*What the task asks*
Reproduce each line of the listing below verbatim, from beginning to end.

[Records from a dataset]

◇ ◇ ◇ ◇

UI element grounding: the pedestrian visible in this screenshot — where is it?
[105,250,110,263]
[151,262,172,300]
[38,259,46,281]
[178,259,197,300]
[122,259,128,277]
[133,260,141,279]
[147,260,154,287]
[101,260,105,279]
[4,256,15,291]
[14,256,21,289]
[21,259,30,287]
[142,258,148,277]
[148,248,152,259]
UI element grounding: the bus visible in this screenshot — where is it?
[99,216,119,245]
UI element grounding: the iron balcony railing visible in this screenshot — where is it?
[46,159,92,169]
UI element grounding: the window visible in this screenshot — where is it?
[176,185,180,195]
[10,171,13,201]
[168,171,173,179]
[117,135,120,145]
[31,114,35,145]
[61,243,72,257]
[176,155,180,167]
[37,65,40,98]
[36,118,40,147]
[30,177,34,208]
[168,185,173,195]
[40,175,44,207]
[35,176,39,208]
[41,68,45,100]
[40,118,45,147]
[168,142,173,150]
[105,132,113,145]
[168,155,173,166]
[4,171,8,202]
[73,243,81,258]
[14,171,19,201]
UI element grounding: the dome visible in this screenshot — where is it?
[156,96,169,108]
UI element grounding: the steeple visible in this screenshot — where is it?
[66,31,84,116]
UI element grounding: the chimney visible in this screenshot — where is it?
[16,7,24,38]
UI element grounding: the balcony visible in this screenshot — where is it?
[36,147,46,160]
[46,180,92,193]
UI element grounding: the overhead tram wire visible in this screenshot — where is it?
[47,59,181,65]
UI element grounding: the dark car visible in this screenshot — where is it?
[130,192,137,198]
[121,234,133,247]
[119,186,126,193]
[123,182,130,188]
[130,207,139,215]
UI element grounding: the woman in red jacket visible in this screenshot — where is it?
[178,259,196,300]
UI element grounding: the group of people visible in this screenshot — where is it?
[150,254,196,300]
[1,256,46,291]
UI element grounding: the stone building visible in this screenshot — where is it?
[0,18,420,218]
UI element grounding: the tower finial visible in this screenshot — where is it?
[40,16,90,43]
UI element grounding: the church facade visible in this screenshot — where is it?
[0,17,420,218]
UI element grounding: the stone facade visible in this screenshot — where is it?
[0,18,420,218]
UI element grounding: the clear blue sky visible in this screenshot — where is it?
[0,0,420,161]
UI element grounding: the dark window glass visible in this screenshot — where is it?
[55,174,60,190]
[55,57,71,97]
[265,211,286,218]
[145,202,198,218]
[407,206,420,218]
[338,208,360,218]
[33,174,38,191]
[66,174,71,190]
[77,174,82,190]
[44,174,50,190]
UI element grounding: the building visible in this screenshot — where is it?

◇ ◇ ◇ ◇

*Answer to the task*
UI element grounding: the pedestrian visible in this screenshot — where is it?
[105,250,110,263]
[151,262,172,300]
[38,259,46,281]
[178,259,197,300]
[122,259,128,277]
[133,260,141,279]
[147,260,154,287]
[101,260,105,279]
[4,256,15,291]
[14,256,21,289]
[21,259,30,287]
[142,258,148,277]
[148,248,152,259]
UI element grounding: the bus visible in this screenshot — where is it?
[99,216,119,245]
UI element grounding: the iron balcony railing visible in this screenshot — where is it?
[46,159,92,169]
UI element grounding: the window visible in this screenshot — where is it?
[176,185,180,195]
[10,171,13,201]
[168,171,173,179]
[117,135,120,145]
[31,114,35,145]
[61,243,72,257]
[176,155,180,167]
[37,65,40,98]
[36,118,40,147]
[30,177,34,208]
[168,185,173,195]
[40,175,44,207]
[35,176,39,208]
[41,68,45,100]
[40,118,45,147]
[168,142,173,150]
[105,132,113,145]
[168,155,173,166]
[4,171,8,202]
[73,243,81,258]
[14,171,19,201]
UI element grounding: the dome visible in this screenshot — where is it?
[156,96,169,108]
UI element grounding: the steeple visible in this screenshot — where is it?
[66,31,84,116]
UI element grounding: the chimney visible in this screenshot — where is it?
[16,7,24,38]
UI element grounding: the balcony visible in this screenshot — where is it?
[36,147,46,160]
[46,180,92,193]
UI element grounding: the overhead tram wire visible in this screenshot — where is it?
[47,59,181,65]
UI element grounding: the dark car visible in this screenshot — where is it?
[130,192,137,198]
[121,234,133,247]
[119,186,126,193]
[123,182,130,188]
[130,207,139,215]
UI element grounding: the woman in red jacket visible in this screenshot — where is it?
[178,259,196,300]
UI element grounding: the group of people visible in this screenshot — where is it?
[150,254,196,300]
[1,256,46,291]
UI element grounding: the stone building visible in this screenshot — where is it?
[0,18,420,218]
UI element grounding: the tower finial visible in this screenshot — where is it?
[40,16,90,43]
UI element grounding: the church facade visible in this screenshot — where is it?
[0,17,420,218]
UI element grounding: the stone facade visible in this screenshot — where is it?
[0,18,420,218]
UI element grounding: the clear blue sky visible in this screenshot — where is it?
[0,0,420,161]
UI element grounding: the dark window glass visible in this screenshot — where is it?
[55,174,60,190]
[55,57,71,97]
[265,211,286,218]
[145,202,198,218]
[407,206,420,218]
[338,208,360,218]
[33,174,38,191]
[66,174,71,190]
[77,174,82,190]
[44,174,50,190]
UI element grounding: the building visible in this screenshot — where is it?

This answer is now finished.